● **Selected text**:
Mr Gorbachev won the 1990 Nobel Peace Prize for his role in ending the Cold War and spent his later years collecting accolades and awards from all corners of the world, but he was widely despised at home.
Russians blamed him for the 1991 implosion of the Soviet Union — a once-fearsome superpower whose territory fractured into 15 separate nations. His former allies deserted him and made him a scapegoat for the country’s troubles.
Soon after taking power, Mr Gorbachev began a campaign to end his country’s economic and political stagnation, using “glasnost” – or openness – to help achieve his goal of “perestroika”, or restructuring.
In his memoirs, he said he had long been frustrated that in a country with immense natural resources, tens of millions were living in poverty.
“Our society was stifled in the grip of a bureaucratic command system,” he wrote. “Doomed to serve ideology and bear the heavy burden of the arms race, it was strained to the utmost.”
Once he began, one move led to another. He freed political prisoners, allowed open debate and multi-candidate elections, gave his countrymen freedom to travel, halted religious oppression, reduced nuclear arsenals, established closer ties with the West and did not resist the fall of communist regimes in eastern European satellite states.
But the forces he unleashed quickly escaped his control.
Long-suppressed ethnic tensions flared, sparking wars and unrest in trouble spots such as the southern Caucasus region. Strikes and labour unrest followed price increases and shortages of consumer goods.
In one of the low points of his tenure, Mr Gorbachev sanctioned a crackdown on the restive Baltic republics in early 1991.
The violence turned many intellectuals and reformers against him. Competitive elections also produced a new crop of populist politicians who challenged his policies and authority.
Chief among them was his former protege and eventual nemesis, Boris Yeltsin, who became Russia’s first president.
“The process of renovating this country and bringing about fundamental changes in the international community proved to be much more complex than originally anticipated,” Mr Gorbachev told the nation as he stepped down.
“However, let us acknowledge what has been achieved so far. Society has acquired freedom; it has been freed politically and spiritually. And this is the most important achievement, which we have not fully come to grips with in part because we still have not learned how to use our freedom.”
Although the rest of the world benefited from the changes Mr Gorbachev wrought, the Soviet economy collapsed in the process, bringing with it tremendous economic hardship for the country’s 290 million people.
In the final days of the Soviet Union, the economic decline accelerated into a steep skid. Hyper-inflation robbed most older people of their life’s savings, factories shut down, and bread lines formed.
Popular hatred for Mr Gorbachev and his wife Raisa grew, but the couple won sympathy in summer 1999 when it was revealed that Mrs Gorbachev was dying of leukaemia.
Mr Gorbachev has veered between criticism and mild praise for Mr Putin, who has been criticised for backtracking on the democratic achievements of the Gorbachev and Yeltsin eras.
He said Mr Putin had done much to restore stability and prestige to Russia after the tumultuous decade following the Soviet collapse, but he protested over growing limitations on media freedom, and in 2006 bought one of Russia’s last investigative newspapers, Novaya Gazeta, with a businessman associate.
He ventured into other new areas in his 70s, winning awards and kudos around the world. He won a Grammy in 2004 along with former US President Bill Clinton and Italian actress Sophia Loren for their recording of Prokofiev’s Peter And The Wolf, and the United Nations named him a Champion of the Earth in 2006 for his environmental advocacy.
Mr Gorbachev had a daughter Irina and two granddaughters.
The official news agency Tass reported that Gorbachev will be buried at Moscow’s Novodevichy cemetery next to his wife.

● **How to complete this task**: Please reproduce the part of the Gorbachev passage starting at "Although the rest" and ending at "and Yeltsin eras.", word for word. The rows are separate material, unrelated to the Gorbachev passage.

● **Data section**:
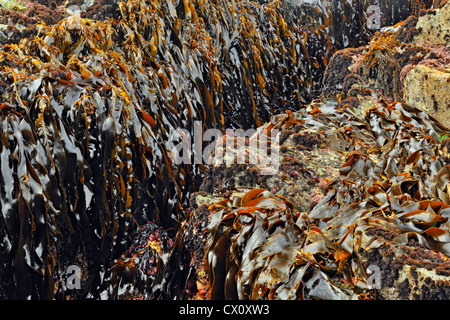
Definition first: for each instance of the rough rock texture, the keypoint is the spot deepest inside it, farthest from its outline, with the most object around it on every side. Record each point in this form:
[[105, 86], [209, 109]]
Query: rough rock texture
[[429, 88], [408, 62], [434, 27], [386, 207]]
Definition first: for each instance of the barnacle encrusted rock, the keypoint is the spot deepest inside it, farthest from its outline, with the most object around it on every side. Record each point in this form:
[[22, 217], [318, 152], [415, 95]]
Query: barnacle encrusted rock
[[434, 27], [409, 62], [428, 87], [381, 231]]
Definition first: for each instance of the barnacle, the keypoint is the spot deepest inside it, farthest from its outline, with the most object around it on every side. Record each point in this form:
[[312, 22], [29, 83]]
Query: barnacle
[[87, 108], [394, 179]]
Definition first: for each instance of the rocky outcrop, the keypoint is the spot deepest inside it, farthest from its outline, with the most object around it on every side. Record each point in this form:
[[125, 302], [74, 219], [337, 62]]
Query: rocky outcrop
[[408, 62]]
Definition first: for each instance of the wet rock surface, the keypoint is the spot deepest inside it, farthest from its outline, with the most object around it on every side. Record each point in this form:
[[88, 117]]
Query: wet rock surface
[[360, 185], [407, 62]]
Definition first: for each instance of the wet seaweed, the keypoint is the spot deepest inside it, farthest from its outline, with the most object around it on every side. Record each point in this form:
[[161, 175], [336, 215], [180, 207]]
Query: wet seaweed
[[394, 179]]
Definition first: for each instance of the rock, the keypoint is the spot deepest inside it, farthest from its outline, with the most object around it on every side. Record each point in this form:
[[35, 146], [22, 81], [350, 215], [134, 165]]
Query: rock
[[428, 89], [409, 62], [434, 27]]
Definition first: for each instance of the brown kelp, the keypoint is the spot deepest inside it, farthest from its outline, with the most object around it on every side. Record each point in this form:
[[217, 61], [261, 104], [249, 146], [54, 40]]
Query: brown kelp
[[395, 180], [87, 109]]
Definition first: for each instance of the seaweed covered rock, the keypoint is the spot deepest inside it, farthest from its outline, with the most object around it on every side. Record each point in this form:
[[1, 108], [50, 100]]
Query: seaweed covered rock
[[381, 231], [406, 62], [87, 111]]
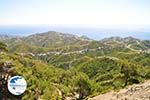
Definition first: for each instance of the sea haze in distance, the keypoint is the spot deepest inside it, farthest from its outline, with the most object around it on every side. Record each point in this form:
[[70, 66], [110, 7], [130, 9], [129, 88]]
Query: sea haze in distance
[[93, 32]]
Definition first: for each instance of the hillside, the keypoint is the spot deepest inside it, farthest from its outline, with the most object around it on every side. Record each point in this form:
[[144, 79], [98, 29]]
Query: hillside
[[133, 92], [68, 66]]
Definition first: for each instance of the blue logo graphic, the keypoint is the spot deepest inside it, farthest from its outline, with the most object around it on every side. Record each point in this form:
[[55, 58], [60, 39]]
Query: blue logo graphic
[[17, 85]]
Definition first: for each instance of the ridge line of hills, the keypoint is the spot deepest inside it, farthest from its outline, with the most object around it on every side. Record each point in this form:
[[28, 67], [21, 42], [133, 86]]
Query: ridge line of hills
[[70, 67]]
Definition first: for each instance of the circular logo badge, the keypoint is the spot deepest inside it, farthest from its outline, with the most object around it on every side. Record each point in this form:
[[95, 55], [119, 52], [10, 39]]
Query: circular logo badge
[[17, 85]]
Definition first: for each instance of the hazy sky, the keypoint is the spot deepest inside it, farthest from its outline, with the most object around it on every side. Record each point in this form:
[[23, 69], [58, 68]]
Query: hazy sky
[[88, 12]]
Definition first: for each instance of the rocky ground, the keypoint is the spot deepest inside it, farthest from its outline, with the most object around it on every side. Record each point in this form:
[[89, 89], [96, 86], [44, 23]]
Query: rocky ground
[[133, 92]]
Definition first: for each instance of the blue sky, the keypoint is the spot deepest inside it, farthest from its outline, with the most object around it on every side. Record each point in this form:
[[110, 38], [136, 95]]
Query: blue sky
[[80, 12]]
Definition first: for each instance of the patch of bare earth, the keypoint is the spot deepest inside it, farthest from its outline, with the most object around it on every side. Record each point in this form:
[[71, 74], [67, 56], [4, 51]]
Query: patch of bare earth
[[133, 92]]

● **Written answer**:
Although the rest of the world benefited from the changes Mr Gorbachev wrought, the Soviet economy collapsed in the process, bringing with it tremendous economic hardship for the country’s 290 million people.
In the final days of the Soviet Union, the economic decline accelerated into a steep skid. Hyper-inflation robbed most older people of their life’s savings, factories shut down, and bread lines formed.
Popular hatred for Mr Gorbachev and his wife Raisa grew, but the couple won sympathy in summer 1999 when it was revealed that Mrs Gorbachev was dying of leukaemia.
Mr Gorbachev has veered between criticism and mild praise for Mr Putin, who has been criticised for backtracking on the democratic achievements of the Gorbachev and Yeltsin eras.